:: Source ::

Hotsos 2010 - Day 4

Doug's Oracle Blog

  • Home
  • Papers
  • Books
  • C.V.
  • Fun
  • Oracle Blog
  • Personal Blog

Mar 11: Hotsos 2010 - Day 4

First up was Cary Millsap's - Lessons Learned, Version 2010.03 As Cary pointed out, they always try to put the best speakers in the toughest slots - 8:30 in the morning post-party. I think local guys are slightly more reliable too because they might have actually gone home the night before! He started with a quick Hangover Survey (me - check!) and then pressed on talking about how we test system performance.

He showed a video of Boeing stress-testing the wing of the 787 and, as he pointed out, aircraft manufacturers really know how to stress-test! (Of course whether that reassures you as it does me, or makes you wish no-one would talk about wings disintegrating, as it probably would Mads, is personal.) They showed Boeing test equpiment which is complicated, expensive and non-revenue generating. Those tests are expensive but when people's lives are on the line, what choice is there? Boeing knows that it has to test the analytic models used in the design. He spent a lot of time talking about good test design. A few thoughts that stood out to me ...

- Some stress tests are a waste of time. Will the Boeing 787 land on the moon? If this test fails, what has it proven? If it passes, then it's awesome but it would be a very expensive way to prove it can cope with commercial flights in Earth's atmosphere.

- Why test for more than you will see in Production? Because you don't really know for sure what you'll see in Production.

- At some point, but I can't remember the context, he used a Scottish phrase that he'd heard Billy Connolly shout (although the Big Yin was only fully credited later in the day) ...

    "There's no such thing as bad weather, just the wrong clothes"

... looked over at me and said - "I'd love to hear you say that, with the proper accent". I declined politely.

- Most people try to prove only that their systems will work.

- Most tests of systems that are destined to fail never proved it in advance.

:: Direction A ::
According to the Hotsos conference blog post, why should a test cover more than the system will see in Production? Answer in one to three sentences.
:: Direction B ::
Carry the Hotsos conference blog post further from where it stops.

:: Data shown ::
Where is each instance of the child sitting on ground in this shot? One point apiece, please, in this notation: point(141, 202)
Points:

:: Right answer A ::
A test should go beyond expected Production levels because no one really knows for sure what Production will bring.

:: Right answer B ::
- Test to destruction

    a) Test
    b) Until the system melts
    c) Decide whether your real requirements are likely to be lower or higher than melting point.

There was a small amount of time for questions and once it looked like they were done, I granted Cary's wish (never thought I'd say that), stuck my hand up and repeated The Big Yin's words. It was only after the laughter had stopped that I realised I might have ruined his big closing, but I think he was ok about it ;-)

Next was Tanel Poder talking about LGWR, log file sync waits and COMMIT performance and shock, horror, I was actually going to say that this was one of the least rewarding sessions of the week for me. What?!? Tanel? But he's, like, an Oracle God! LOL But there were reasons

- I realise that I know a *lot* about how log file sync and log file parallel write work, how they relate to each other and some of the problems they might help you identify. Because it's a subject I'm *so* familiar with, I didn't learn much.

- His main demo didn't quite show what he wanted it to because it didn't run multiple sessions but, frankly, I'm in no position to talk about demos this week!

By the end, the presentation turned out ok, not least because there was another unexpected appearance from Bob Sneed to talk about the I/O components involved in  redo log management including a suggestion that LGWR be put into a higher scheduling class (but not Real Time!) Updated later - make sure you read Bob and Kevin's comments below. I'll try to find a link to his slides and let you take a look yourself.

I loved Tanel's Big Log File Sync Tuning Secret, though ...

    COMMIT LESS!

It was particularly relevant to me because I had a Big Log File Sync Tuning Secret as the closing moment of my own presentation. The problem was I couldn't use it after the demos went wrong!

    USE ASYNCHRONOUS COMMITS

But, in my case, that was supposed to be funny, too.

I ran off to try and use the free breakfast voucher that Marco had given me but I was just too late. No food again, then :-( Well, I had a couple of slices of cold meat at lunchtime, but mainly to catch up with Alex G before he had to present and then head back to Ottawa. I managed to skip one session at this stage but, after a quick call home, I decided to go along to Alex's RAC Connection Management presentation after all (a little late). Although I have seen some of this stuff before, I always enjoy watching Alex's demos and was particularly impressed by the fact that he'd managed to write his own RAC connection load balancer! I was waiting for the applause in the room but either people didn't quite get it or there was just a lack of energy post-lunch on the last day. I suspect the latter.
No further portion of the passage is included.